Work to complete » Emit the data below verbatim, stripping out any pictures.

(Dataset records about object locations)
* START *

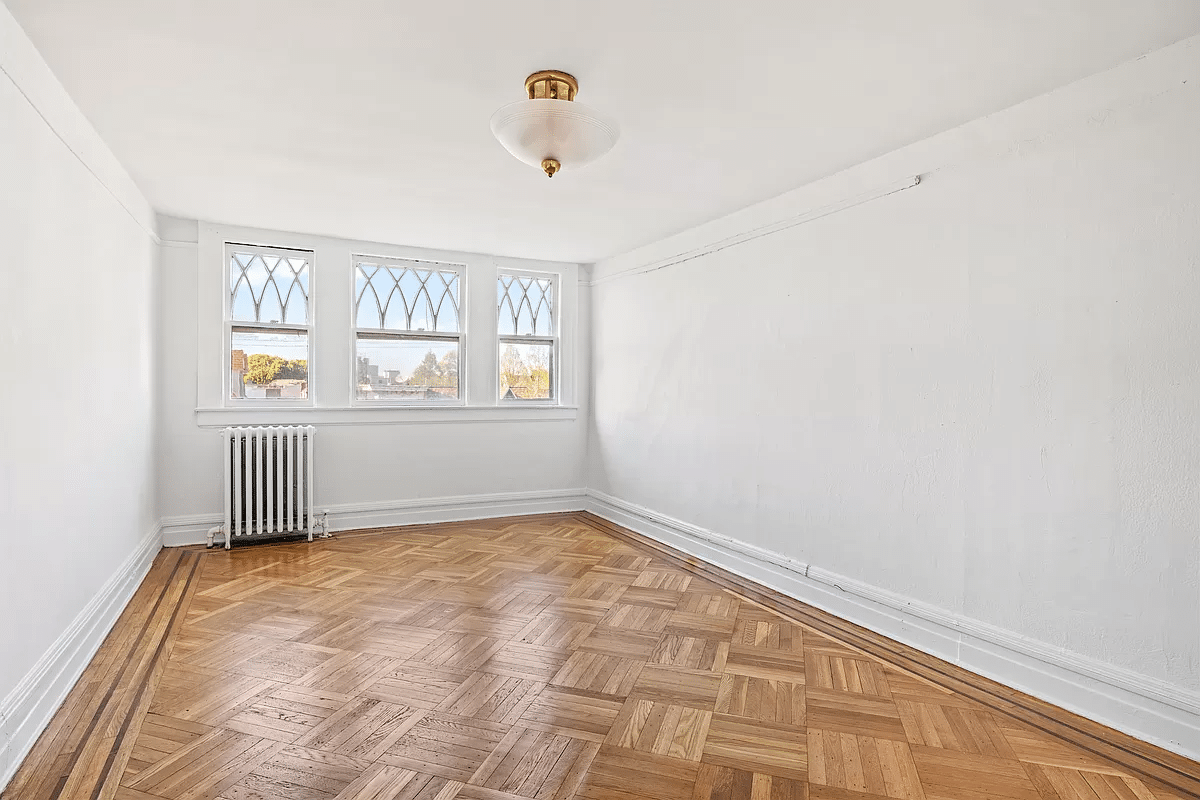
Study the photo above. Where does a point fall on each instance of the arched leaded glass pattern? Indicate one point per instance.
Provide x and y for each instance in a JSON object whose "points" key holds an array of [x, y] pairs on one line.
{"points": [[408, 331], [268, 324], [526, 305], [528, 341], [414, 296], [269, 288]]}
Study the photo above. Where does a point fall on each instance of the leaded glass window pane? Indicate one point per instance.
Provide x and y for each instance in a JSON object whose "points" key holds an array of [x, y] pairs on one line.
{"points": [[417, 298], [526, 305], [268, 289]]}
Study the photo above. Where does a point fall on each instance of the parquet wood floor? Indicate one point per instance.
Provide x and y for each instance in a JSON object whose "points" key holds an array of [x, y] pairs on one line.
{"points": [[539, 659]]}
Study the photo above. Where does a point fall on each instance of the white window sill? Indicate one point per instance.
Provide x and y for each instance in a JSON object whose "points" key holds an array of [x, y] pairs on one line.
{"points": [[221, 417]]}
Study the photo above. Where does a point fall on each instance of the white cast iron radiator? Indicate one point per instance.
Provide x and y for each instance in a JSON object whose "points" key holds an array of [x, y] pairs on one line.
{"points": [[268, 489]]}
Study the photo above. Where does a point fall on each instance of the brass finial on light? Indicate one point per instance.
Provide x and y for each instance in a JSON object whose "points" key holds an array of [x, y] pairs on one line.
{"points": [[552, 84], [550, 130]]}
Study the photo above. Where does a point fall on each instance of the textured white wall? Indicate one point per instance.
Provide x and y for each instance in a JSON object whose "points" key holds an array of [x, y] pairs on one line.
{"points": [[981, 392], [77, 463]]}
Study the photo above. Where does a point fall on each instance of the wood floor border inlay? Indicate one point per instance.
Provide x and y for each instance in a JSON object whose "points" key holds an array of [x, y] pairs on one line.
{"points": [[539, 657]]}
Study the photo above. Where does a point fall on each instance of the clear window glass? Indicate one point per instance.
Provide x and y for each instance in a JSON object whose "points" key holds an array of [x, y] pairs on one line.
{"points": [[268, 322], [408, 336], [528, 337], [268, 365]]}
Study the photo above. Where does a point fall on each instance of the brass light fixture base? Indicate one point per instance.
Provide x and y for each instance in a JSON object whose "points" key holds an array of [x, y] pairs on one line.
{"points": [[552, 84]]}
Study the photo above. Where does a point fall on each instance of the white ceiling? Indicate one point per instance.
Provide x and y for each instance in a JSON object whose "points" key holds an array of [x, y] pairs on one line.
{"points": [[369, 119]]}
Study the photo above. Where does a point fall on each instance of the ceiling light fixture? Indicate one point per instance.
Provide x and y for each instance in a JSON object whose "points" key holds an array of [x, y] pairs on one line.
{"points": [[551, 130]]}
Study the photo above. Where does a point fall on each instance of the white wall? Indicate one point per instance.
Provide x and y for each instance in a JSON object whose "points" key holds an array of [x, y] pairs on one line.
{"points": [[373, 465], [981, 394], [77, 477]]}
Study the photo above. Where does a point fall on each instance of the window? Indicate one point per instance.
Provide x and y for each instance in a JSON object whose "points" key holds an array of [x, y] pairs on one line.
{"points": [[268, 322], [528, 336], [408, 330]]}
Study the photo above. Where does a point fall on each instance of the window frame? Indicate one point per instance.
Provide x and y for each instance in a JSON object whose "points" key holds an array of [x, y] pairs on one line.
{"points": [[229, 324], [553, 340], [460, 270]]}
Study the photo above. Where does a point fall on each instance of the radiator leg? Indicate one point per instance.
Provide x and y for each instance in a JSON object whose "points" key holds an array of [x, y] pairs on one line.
{"points": [[214, 531]]}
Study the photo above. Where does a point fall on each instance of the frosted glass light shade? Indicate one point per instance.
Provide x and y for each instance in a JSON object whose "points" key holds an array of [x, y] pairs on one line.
{"points": [[569, 132]]}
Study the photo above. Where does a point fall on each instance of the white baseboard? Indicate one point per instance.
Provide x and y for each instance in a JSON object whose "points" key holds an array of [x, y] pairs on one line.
{"points": [[1141, 707], [29, 708], [179, 531]]}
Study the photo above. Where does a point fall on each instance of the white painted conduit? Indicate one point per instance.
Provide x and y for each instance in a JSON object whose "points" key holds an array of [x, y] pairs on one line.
{"points": [[765, 230]]}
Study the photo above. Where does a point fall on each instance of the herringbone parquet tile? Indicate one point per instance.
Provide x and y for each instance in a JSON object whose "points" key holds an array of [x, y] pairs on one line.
{"points": [[535, 659]]}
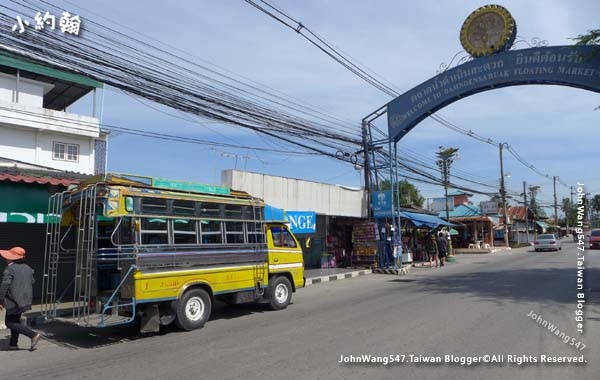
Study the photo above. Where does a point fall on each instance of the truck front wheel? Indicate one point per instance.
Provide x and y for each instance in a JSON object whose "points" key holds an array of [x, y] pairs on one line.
{"points": [[193, 309], [280, 293]]}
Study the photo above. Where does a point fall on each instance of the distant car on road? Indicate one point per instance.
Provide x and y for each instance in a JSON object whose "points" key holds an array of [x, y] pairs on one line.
{"points": [[594, 239], [547, 241]]}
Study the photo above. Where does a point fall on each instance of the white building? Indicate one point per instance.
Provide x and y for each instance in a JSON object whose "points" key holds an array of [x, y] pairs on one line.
{"points": [[34, 127]]}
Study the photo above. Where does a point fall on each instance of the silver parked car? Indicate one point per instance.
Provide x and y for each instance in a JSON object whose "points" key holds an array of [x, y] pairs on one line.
{"points": [[547, 241]]}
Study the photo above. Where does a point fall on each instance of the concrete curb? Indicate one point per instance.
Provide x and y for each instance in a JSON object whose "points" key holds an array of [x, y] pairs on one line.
{"points": [[335, 277], [398, 272]]}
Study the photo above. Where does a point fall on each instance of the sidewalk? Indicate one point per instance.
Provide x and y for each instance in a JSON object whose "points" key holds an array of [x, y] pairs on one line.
{"points": [[312, 276], [316, 276]]}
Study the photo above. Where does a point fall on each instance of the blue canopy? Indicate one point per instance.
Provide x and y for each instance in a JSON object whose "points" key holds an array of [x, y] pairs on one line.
{"points": [[427, 220]]}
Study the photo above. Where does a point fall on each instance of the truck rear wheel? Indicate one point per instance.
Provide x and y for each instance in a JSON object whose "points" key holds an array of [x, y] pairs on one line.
{"points": [[193, 309], [280, 293]]}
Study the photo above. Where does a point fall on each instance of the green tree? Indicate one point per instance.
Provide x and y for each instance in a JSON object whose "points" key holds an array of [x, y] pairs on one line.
{"points": [[409, 193], [567, 207]]}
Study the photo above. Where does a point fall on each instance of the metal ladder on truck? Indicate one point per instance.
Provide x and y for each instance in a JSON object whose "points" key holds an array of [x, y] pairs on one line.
{"points": [[260, 246], [84, 256], [52, 256]]}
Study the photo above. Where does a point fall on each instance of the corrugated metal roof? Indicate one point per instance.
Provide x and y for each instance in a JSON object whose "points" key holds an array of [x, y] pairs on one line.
{"points": [[42, 180], [462, 211]]}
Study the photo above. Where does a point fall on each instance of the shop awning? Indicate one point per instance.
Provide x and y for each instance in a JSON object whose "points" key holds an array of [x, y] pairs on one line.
{"points": [[426, 220], [542, 224]]}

* END *

Final result »
Study the photo above. Where does a point fall on each instance of the arched leaded glass pattern? Indicate one point per instance.
Provide x and y for each instance in a JSON object whose "points" key holds an array of [x, y] pairs on one line.
{"points": [[408, 331], [268, 324], [526, 305], [528, 341], [414, 296], [269, 288]]}
Study the photo above. Where does a point fall on each instance of the leaded glass window pane? Indicate one point per instance.
Provide x and y for each instance in a JSON object whose "points" key holds an array of [x, y] pairs on one line.
{"points": [[417, 298], [526, 305], [268, 289]]}
Study the photo above. Where does a point fall on each instance of the parquet wood floor? Indicate one point per instance.
Provide x and y for each instance in a JSON object whose "points" key holds an array of [x, y] pairs on one line.
{"points": [[539, 659]]}
Study the photo above. Where does a point fall on each instance of the white window sill? Indicate one point per instance.
Provide x and y for each instance in a JSON object whose "points" key holds an array of [x, y] pairs on one line.
{"points": [[221, 417]]}
Study the photo above. Where does a point fall on each instance of the white cast iron radiator? Indicate one point per instance.
Provide x and y for each instance in a JSON object whose "points" key holds an array of [x, y] pairs on one line.
{"points": [[268, 489]]}
Study the photo above. Where does a point fall on each instance of the brass finial on light? Indicate one point per instance.
Provide x and y for each instance in a JSON object whose "points" key holds an array of [x, y] pairs on one line.
{"points": [[552, 84], [550, 130]]}
Study the photo above. Where does a point fall on each instance of the textured white wall? Indicate one point per instance.
Provide x and y for each instance in a JSON object whose "points" key holds an array of [x, y] pairs on one line.
{"points": [[981, 392], [77, 463]]}
Study the photo above. Where does a point fall on each instance of the wood floor border inlay? Indicate one point per instance.
Provide x and y for each instance in a JSON object whose "points" key holds an array of [x, y] pairs on one line.
{"points": [[539, 657]]}
Study the photo above. Where does a point fall on each instance of the clear window glass? Indicate one point per instance.
Provide x and y for each instance in a JSON object whose "points" key holds an array of [x, y] pairs on one line.
{"points": [[268, 322], [408, 336], [528, 337], [268, 365]]}
Study the photo above. Where does a point fall on each instance of the brass light fixture base? Indicate one point per instance.
Provide x and y for each instance in a JSON object whose "points" key holds an array of [x, y] pairs on one line.
{"points": [[552, 84]]}
Study the photo above. Where does a point fall on each instance of the white ceiling? Indicate one point per instance.
Provide x and y for each instance in a JSON object whose "points" key holds an array of [x, y] pairs on one line.
{"points": [[369, 119]]}
Study the photo above. Where does a point fall on each instance of the ceiling light fixture? Indicate one point per instance.
Provide x and y for each instance in a JSON object whose "points" key holds an array of [x, y] pairs on one line.
{"points": [[551, 130]]}
Study the photo above. Where does a point fall on each instance of the white wall? Indicate one point per instance.
Provide x and y for each instance in a JSON object whose "points" key holds an array of [x, y] pairs on one line.
{"points": [[373, 465], [981, 394], [77, 477]]}
Study the photo above. Where does a point fall on each instance of the window? Indicate one point per instance.
Provide x and y for each instance in a JSON object whose "points" key holds an array of [x, y] pairs on one line.
{"points": [[268, 322], [528, 336], [408, 330]]}
Study the photo above. Where does a point fall on each instance of the window frame? Indicate one point per instance.
Provide x and y for each instance in a JSON object whose "points" key holds an array of [x, y] pairs on one line.
{"points": [[229, 324], [553, 340], [460, 270]]}
Study the photo above. Where does a point fall on each instance of the radiator leg? Indicate one point per instance.
Provide x and y for each instance in a JSON object whose "points" key holds an array of [x, y] pairs on one line.
{"points": [[214, 531]]}
Study the photo above. Where does a point fall on each instance of the frosted glass light shade? Indicate one point per instance.
Provide x and y for each instance in a JSON object whose "points" key holds an array of [x, y] pairs on one line.
{"points": [[569, 132]]}
Study the photo above. Where does a point fall on each instance of the white baseboard? Indicate one point per instance.
Provide x and y for each instance in a JSON object whose "points" key holds an array of [x, y] pairs on one line.
{"points": [[1141, 707], [29, 708], [179, 531]]}
Study the photo above. Where does a point fall on each instance of the white painted conduit? Indicate one point per instance.
Provide x and y for each instance in a JSON object whose "points" key holds an array of [x, y] pairs on one line.
{"points": [[765, 230]]}
Study the photo above. Where does a point fall on each instance of the herringbone parquet tile? Indicate one point per instance.
Provide x and y for each instance in a JSON object whose "points" key holds an array of [x, y] pairs on one line.
{"points": [[535, 659]]}
Study the photo above. Where does a point fall on each instance of the truck front wheel? Indicate one point per instance.
Provide x and y for each instance in a JSON object whose "points" key holds an array of [x, y] pairs on one line.
{"points": [[193, 309], [280, 293]]}
Study the photo above. Where does a point fall on each instance of the distant car on road? Indicate one point per instance.
Provide x and y for each instance in a JSON object whose "points" key holds an array of [x, y] pairs on one line.
{"points": [[594, 239], [547, 241]]}
Study the photo above. Where does a point fall on each instance of the white building? Indicate one point per instance.
Provide x and y for each instance in a JSON object whose "points" key holds an array of [x, y] pairs on one line.
{"points": [[34, 127]]}
Study the photo above. Where does a point fall on each instance of the silver parked car? Indicate one point per instance.
Provide x and y for each instance in a JSON object whose "points" key holds an array of [x, y] pairs on one line.
{"points": [[547, 241]]}
Study the photo above. Where does a point fall on each instance of the concrete curb? Indicate one point per instance.
Provide x and y for each instance in a JSON object whose "points" key holds an array of [x, y] pairs on one line.
{"points": [[335, 277], [398, 272]]}
Study the photo above. Where does a point fall on each instance of the sidewalk? Indicate one point per instance.
Provide x and y for each instance in a JSON object whose "points" key holds an array of [x, y] pairs on one line.
{"points": [[312, 276], [316, 276]]}
Study the photo above. Where does a point fall on each instance of the blue canopy? Indicate one point per instance.
Provide x and y for each instance in a JSON object whose "points" key holds an array of [x, y] pairs on one line.
{"points": [[427, 220]]}
Study the photo above. Where does a point fall on each instance of the truck rear wheel? Indicate one point per instance.
Provide x and y for each instance in a JSON object whose "points" key holds an array of [x, y] pairs on one line.
{"points": [[193, 309], [280, 293]]}
Study the photo above. Where does a point fall on each instance of the green tree? Indicate one point per instance.
Provide x and y for each instance in a JSON object whose "points" key holds an array of [x, y] pairs on one line.
{"points": [[409, 193], [567, 207]]}
Study the photo above. Where does a point fall on each instance of the metal ladder on truck? Indicate one point per instance.
Provide x and y for each instance in a JSON object whose "points" key holds an array of [x, y] pairs on one line.
{"points": [[260, 246], [84, 256], [52, 256]]}
Study the photo above. Where does a point fall on each instance of the corrugated metal roof? Indicate one point per instance.
Provide x and y for each instance in a JSON object whose "points" key holds an array of [x, y] pairs on one line.
{"points": [[42, 180], [462, 211]]}
Study the photo above. Where does a point fall on each instance of the shop awning? Indicate one point per instance.
Provide x and y for each instance in a JSON object whose "points" key holds an array of [x, y] pairs on one line.
{"points": [[426, 220], [542, 224]]}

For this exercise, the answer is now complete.